Exercise brief –
Could you render the lines below as a numbered list, skipping any blank ones, beginning with the line that contains "Objective: detect sandy" and going on through the line that contains "(142, 134), (434, 251)"?

---- Task data

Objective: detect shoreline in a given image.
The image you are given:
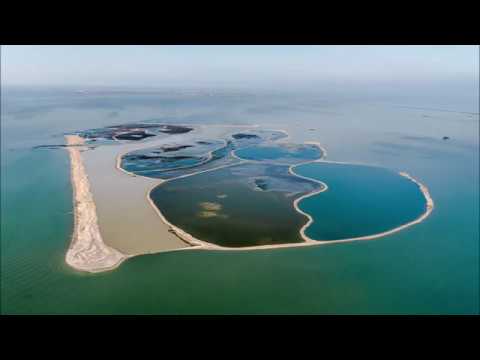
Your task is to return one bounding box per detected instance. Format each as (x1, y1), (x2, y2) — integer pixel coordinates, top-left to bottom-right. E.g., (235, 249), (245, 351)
(65, 135), (129, 273)
(66, 125), (434, 272)
(142, 136), (434, 251)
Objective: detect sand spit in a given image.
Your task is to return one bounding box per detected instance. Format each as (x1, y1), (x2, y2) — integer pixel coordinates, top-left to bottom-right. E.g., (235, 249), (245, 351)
(66, 125), (434, 266)
(65, 135), (128, 272)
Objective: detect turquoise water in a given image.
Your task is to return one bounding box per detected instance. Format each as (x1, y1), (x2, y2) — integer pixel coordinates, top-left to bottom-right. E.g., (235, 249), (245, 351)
(150, 163), (319, 247)
(294, 163), (426, 240)
(1, 89), (480, 314)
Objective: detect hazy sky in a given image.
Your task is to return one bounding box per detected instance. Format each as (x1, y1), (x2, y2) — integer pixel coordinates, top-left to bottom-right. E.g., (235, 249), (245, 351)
(2, 45), (479, 87)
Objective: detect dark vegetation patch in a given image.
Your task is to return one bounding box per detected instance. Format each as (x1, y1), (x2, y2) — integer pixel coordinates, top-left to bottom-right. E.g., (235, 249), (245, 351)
(232, 133), (260, 140)
(161, 145), (193, 152)
(254, 179), (268, 191)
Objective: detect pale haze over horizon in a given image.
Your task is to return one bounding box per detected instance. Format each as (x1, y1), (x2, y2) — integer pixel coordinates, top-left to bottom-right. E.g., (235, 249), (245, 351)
(2, 45), (479, 109)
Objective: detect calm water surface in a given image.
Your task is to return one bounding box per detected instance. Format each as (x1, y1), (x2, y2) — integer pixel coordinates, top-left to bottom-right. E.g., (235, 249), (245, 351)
(1, 91), (479, 314)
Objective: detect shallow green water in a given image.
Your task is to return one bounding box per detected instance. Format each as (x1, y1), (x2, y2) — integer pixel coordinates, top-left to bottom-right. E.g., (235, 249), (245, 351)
(151, 164), (318, 247)
(295, 163), (426, 240)
(1, 89), (479, 314)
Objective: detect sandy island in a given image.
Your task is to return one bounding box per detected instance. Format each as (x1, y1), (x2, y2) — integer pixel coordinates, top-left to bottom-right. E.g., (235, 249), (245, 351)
(66, 126), (434, 272)
(65, 135), (128, 272)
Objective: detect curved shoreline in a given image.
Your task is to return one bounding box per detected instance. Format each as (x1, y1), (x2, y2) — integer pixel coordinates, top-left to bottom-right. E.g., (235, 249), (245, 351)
(66, 125), (434, 272)
(65, 135), (130, 273)
(142, 134), (434, 251)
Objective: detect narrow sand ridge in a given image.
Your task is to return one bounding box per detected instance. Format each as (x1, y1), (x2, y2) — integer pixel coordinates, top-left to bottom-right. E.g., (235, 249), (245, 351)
(65, 135), (128, 272)
(66, 126), (434, 272)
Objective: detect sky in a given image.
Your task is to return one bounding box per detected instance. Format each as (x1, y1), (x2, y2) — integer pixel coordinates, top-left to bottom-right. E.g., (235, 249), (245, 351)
(2, 45), (479, 87)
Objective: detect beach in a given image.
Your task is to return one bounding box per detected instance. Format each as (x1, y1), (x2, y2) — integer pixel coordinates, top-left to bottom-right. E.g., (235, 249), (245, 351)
(65, 135), (128, 272)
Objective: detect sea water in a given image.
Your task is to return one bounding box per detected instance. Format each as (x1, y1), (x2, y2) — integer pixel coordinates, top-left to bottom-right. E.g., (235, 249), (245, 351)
(1, 89), (479, 314)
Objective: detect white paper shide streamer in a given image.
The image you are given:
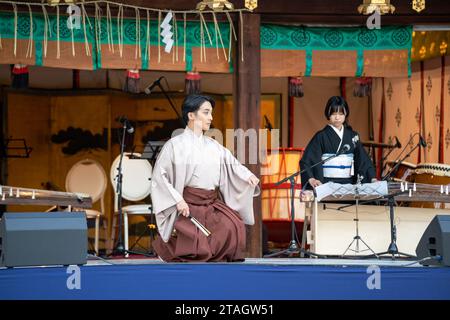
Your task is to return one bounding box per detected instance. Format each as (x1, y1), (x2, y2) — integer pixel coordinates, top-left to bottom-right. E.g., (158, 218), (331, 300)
(160, 11), (174, 53)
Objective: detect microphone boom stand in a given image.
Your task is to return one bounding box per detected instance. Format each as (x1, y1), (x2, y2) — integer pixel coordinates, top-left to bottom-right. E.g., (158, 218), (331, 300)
(112, 122), (153, 258)
(368, 143), (420, 259)
(113, 123), (128, 255)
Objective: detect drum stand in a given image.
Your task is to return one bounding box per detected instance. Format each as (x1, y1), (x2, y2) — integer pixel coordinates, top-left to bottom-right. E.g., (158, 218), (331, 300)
(341, 181), (378, 258)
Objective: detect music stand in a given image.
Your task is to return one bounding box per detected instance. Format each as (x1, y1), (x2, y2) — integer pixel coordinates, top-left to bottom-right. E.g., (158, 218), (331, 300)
(316, 181), (389, 257)
(264, 151), (350, 258)
(337, 184), (415, 259)
(342, 175), (377, 257)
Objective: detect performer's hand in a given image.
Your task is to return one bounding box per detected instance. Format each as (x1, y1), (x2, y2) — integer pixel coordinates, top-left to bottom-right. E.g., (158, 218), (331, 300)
(308, 178), (322, 188)
(248, 176), (259, 187)
(177, 200), (189, 217)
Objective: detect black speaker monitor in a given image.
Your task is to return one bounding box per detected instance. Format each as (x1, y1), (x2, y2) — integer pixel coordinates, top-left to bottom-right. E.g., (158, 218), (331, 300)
(0, 212), (88, 267)
(416, 215), (450, 266)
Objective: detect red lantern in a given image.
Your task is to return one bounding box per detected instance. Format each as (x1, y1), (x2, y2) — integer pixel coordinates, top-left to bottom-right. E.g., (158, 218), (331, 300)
(289, 77), (304, 98)
(123, 69), (141, 93)
(184, 71), (202, 94)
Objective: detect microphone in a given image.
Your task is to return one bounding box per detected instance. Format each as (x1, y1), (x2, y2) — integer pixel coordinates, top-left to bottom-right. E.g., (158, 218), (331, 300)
(144, 76), (164, 94)
(338, 143), (350, 154)
(119, 116), (134, 133)
(419, 135), (427, 148)
(395, 136), (402, 149)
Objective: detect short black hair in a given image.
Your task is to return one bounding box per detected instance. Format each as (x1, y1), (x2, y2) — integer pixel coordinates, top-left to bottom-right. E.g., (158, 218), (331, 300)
(325, 96), (350, 120)
(181, 94), (216, 125)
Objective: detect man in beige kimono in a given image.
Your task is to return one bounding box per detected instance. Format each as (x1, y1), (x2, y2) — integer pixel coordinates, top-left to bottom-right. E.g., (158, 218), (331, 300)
(151, 95), (259, 262)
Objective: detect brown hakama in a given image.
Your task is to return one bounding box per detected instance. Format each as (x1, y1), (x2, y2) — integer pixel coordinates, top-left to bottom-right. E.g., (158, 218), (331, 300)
(153, 187), (245, 262)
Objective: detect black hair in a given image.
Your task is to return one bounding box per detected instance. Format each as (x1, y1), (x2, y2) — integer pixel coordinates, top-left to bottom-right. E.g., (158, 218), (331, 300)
(325, 96), (350, 121)
(181, 94), (216, 125)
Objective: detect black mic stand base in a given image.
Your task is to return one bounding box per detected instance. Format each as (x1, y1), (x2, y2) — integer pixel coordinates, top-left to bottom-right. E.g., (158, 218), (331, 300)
(263, 240), (318, 258)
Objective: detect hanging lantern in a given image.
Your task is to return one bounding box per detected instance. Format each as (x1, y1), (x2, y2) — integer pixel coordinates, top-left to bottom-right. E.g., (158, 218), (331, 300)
(358, 0), (395, 15)
(353, 77), (372, 98)
(11, 63), (28, 89)
(245, 0), (258, 11)
(412, 0), (425, 12)
(123, 69), (141, 93)
(184, 71), (202, 94)
(289, 77), (304, 98)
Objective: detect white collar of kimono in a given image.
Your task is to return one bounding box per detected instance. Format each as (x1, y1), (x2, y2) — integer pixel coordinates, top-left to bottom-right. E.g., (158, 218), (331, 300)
(329, 124), (344, 153)
(329, 124), (344, 140)
(184, 126), (203, 141)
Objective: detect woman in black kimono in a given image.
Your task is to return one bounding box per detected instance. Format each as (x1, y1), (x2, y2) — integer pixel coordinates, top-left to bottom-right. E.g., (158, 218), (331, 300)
(300, 96), (376, 188)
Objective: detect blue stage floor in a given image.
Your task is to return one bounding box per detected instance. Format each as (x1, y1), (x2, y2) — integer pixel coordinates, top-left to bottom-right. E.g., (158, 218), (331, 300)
(0, 259), (450, 300)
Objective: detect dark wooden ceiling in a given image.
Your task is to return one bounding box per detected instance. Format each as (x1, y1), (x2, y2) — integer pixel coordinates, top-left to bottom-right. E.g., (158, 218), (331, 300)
(0, 0), (450, 25)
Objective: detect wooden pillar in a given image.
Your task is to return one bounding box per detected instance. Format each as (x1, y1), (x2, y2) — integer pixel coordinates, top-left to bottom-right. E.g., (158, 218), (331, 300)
(233, 13), (262, 258)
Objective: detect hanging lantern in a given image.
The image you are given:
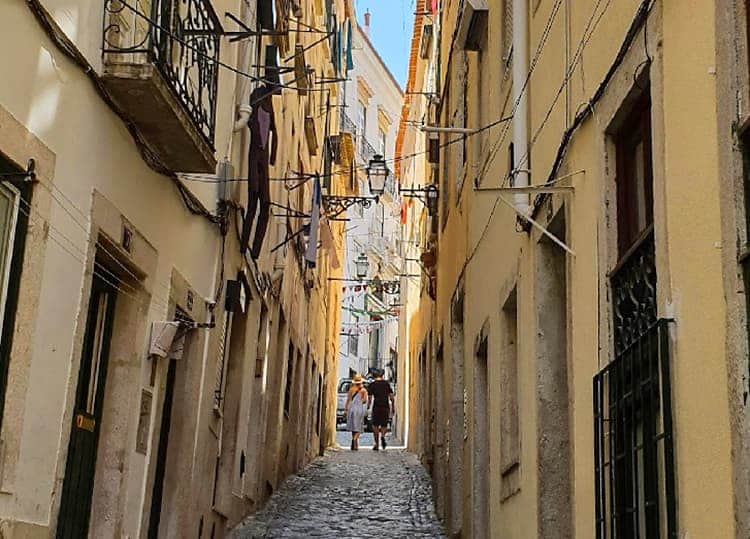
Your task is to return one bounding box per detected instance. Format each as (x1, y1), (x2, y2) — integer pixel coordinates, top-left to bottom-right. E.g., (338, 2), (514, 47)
(355, 253), (370, 279)
(367, 155), (390, 197)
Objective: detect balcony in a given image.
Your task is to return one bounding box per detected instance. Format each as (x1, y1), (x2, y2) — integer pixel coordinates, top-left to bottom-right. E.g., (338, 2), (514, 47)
(102, 0), (221, 172)
(339, 109), (378, 166)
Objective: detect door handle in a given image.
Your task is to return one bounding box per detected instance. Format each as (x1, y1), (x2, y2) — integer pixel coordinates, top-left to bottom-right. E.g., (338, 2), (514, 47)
(76, 414), (96, 432)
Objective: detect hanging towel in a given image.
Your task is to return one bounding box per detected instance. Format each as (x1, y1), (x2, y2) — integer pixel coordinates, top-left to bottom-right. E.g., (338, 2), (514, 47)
(148, 322), (187, 359)
(346, 19), (354, 74)
(258, 0), (274, 31)
(320, 219), (346, 268)
(305, 176), (321, 268)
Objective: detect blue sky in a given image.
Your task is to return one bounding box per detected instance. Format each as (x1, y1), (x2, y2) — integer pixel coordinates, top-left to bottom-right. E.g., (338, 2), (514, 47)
(354, 0), (415, 89)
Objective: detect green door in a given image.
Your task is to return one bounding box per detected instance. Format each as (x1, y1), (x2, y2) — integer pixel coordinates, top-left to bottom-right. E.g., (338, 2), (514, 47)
(57, 275), (116, 539)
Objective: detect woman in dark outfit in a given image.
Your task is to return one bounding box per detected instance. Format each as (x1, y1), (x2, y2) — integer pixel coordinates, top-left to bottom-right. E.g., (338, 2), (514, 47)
(367, 371), (393, 451)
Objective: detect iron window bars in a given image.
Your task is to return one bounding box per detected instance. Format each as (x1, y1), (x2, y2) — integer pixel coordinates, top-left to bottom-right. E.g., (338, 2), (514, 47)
(102, 0), (222, 146)
(593, 231), (677, 539)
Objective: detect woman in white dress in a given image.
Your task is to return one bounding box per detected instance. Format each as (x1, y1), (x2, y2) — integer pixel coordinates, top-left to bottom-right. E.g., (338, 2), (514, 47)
(346, 374), (367, 451)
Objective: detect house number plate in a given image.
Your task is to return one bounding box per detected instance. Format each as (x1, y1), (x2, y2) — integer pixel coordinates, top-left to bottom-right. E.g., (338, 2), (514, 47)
(76, 414), (96, 432)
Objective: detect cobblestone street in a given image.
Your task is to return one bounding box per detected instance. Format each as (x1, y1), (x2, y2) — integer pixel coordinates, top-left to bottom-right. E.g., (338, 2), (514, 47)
(230, 444), (445, 539)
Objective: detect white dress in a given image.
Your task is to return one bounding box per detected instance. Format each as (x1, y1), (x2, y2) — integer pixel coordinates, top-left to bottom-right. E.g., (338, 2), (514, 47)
(346, 391), (367, 432)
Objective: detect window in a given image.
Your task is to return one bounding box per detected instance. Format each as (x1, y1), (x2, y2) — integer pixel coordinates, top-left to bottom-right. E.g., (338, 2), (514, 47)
(501, 0), (513, 65)
(368, 328), (381, 369)
(255, 303), (270, 378)
(284, 341), (294, 419)
(616, 97), (654, 257)
(594, 319), (677, 539)
(349, 313), (359, 356)
(357, 101), (367, 154)
(214, 312), (234, 414)
(594, 90), (677, 539)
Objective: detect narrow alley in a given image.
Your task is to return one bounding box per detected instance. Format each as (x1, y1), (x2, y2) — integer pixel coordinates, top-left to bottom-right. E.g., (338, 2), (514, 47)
(229, 448), (445, 539)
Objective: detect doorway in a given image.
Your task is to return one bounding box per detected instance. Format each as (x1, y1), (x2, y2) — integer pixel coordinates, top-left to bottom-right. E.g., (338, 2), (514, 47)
(0, 155), (32, 425)
(472, 329), (490, 539)
(148, 308), (192, 539)
(57, 274), (117, 538)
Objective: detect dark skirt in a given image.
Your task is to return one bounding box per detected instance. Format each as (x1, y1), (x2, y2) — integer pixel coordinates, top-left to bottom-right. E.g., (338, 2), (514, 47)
(372, 406), (391, 427)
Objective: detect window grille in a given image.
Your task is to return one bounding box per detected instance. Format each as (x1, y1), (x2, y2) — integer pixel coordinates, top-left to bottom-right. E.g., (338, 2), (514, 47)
(594, 319), (677, 539)
(593, 233), (676, 539)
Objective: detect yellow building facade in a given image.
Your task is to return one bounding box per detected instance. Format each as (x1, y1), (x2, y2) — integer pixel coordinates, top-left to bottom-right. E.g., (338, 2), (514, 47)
(397, 0), (750, 538)
(0, 0), (351, 538)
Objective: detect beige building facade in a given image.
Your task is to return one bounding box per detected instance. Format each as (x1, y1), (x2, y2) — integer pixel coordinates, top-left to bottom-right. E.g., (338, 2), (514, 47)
(397, 0), (750, 538)
(0, 0), (351, 537)
(339, 13), (403, 437)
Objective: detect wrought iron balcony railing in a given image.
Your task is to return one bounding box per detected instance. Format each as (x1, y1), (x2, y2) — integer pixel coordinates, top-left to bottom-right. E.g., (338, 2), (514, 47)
(610, 227), (657, 353)
(102, 0), (221, 146)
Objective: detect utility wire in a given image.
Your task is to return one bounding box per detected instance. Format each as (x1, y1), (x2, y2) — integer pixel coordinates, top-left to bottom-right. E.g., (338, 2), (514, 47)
(519, 0), (612, 175)
(459, 0), (636, 274)
(18, 199), (173, 308)
(118, 0), (332, 100)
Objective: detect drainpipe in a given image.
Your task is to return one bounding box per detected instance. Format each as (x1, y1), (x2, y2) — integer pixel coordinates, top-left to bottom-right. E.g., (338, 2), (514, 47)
(511, 0), (531, 215)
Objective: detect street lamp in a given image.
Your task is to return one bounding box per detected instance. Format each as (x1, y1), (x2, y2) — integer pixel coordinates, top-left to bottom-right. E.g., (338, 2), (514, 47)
(354, 253), (370, 279)
(367, 154), (390, 197)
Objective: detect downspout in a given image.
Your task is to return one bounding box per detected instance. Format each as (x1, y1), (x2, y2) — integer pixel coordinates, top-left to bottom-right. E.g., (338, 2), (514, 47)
(511, 0), (531, 215)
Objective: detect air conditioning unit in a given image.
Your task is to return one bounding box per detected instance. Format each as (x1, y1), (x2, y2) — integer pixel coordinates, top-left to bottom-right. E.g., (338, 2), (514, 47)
(216, 159), (237, 202)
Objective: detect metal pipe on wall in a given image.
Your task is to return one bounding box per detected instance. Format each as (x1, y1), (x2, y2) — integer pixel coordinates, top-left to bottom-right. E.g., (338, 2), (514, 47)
(512, 0), (531, 215)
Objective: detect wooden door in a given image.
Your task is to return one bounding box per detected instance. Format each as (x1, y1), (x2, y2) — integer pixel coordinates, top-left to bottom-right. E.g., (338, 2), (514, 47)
(57, 275), (116, 538)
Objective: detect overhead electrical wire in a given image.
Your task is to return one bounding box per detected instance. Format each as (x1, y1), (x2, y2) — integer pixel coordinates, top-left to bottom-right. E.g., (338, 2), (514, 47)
(118, 0), (326, 98)
(18, 199), (173, 316)
(26, 0), (219, 225)
(32, 179), (177, 304)
(519, 0), (612, 177)
(459, 0), (655, 274)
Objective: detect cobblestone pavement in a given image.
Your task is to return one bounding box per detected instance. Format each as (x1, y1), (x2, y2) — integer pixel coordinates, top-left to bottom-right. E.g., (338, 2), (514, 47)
(229, 445), (445, 539)
(336, 430), (402, 449)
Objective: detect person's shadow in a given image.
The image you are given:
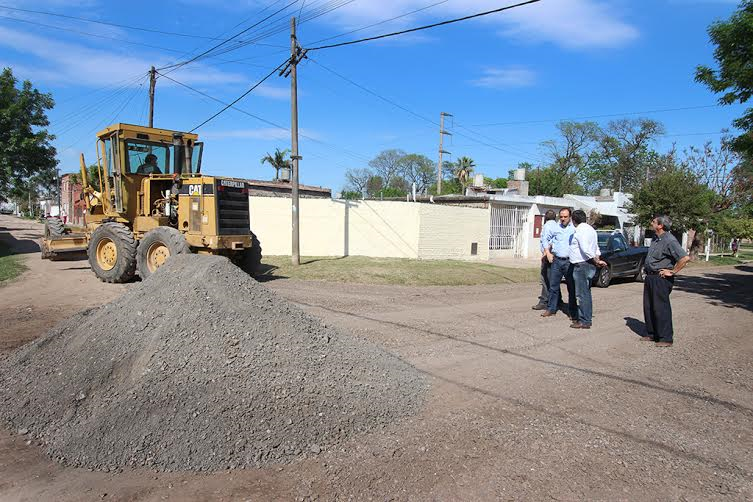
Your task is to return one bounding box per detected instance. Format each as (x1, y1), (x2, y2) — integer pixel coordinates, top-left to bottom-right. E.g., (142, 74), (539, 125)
(624, 317), (648, 336)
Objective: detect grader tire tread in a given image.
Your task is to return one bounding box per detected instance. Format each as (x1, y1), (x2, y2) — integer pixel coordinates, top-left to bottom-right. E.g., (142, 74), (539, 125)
(136, 227), (191, 281)
(44, 218), (65, 237)
(86, 221), (136, 284)
(240, 233), (262, 277)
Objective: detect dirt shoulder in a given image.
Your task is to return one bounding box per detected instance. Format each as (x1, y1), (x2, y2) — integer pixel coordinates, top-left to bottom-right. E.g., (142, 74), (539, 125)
(0, 214), (753, 500)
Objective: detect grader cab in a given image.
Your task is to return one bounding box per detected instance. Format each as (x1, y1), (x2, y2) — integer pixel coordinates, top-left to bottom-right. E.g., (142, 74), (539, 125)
(42, 124), (261, 282)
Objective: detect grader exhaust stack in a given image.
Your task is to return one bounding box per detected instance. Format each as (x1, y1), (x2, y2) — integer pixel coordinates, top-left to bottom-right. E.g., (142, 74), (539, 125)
(42, 124), (261, 282)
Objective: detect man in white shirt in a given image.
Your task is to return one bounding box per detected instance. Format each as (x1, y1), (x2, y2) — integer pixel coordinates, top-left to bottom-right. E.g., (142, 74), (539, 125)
(567, 209), (607, 329)
(531, 209), (559, 310)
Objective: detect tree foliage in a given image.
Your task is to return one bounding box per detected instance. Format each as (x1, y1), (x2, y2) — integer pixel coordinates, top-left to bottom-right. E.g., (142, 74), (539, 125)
(0, 68), (57, 204)
(628, 167), (715, 231)
(261, 148), (290, 181)
(695, 0), (753, 156)
(400, 153), (436, 193)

--------

Result of this exercise –
1. Objective: detect sandy island in a given image.
2. Your task is to return one bounding box per detected instance. Format each as (x1, y1), (x2, y2) — integer pixel coordinates, top-left to bottom-right. E.g., (235, 249), (245, 351)
3. (66, 126), (434, 272)
4. (65, 135), (128, 272)
5. Objective: detect curved shoreline in a given image.
6. Your task is to return one bounding box per detected instance. Format each as (x1, y1), (x2, y2) — integer pixel coordinates, top-left to bottom-right. E.g., (235, 249), (245, 351)
7. (66, 125), (434, 272)
8. (65, 135), (130, 273)
9. (142, 134), (434, 251)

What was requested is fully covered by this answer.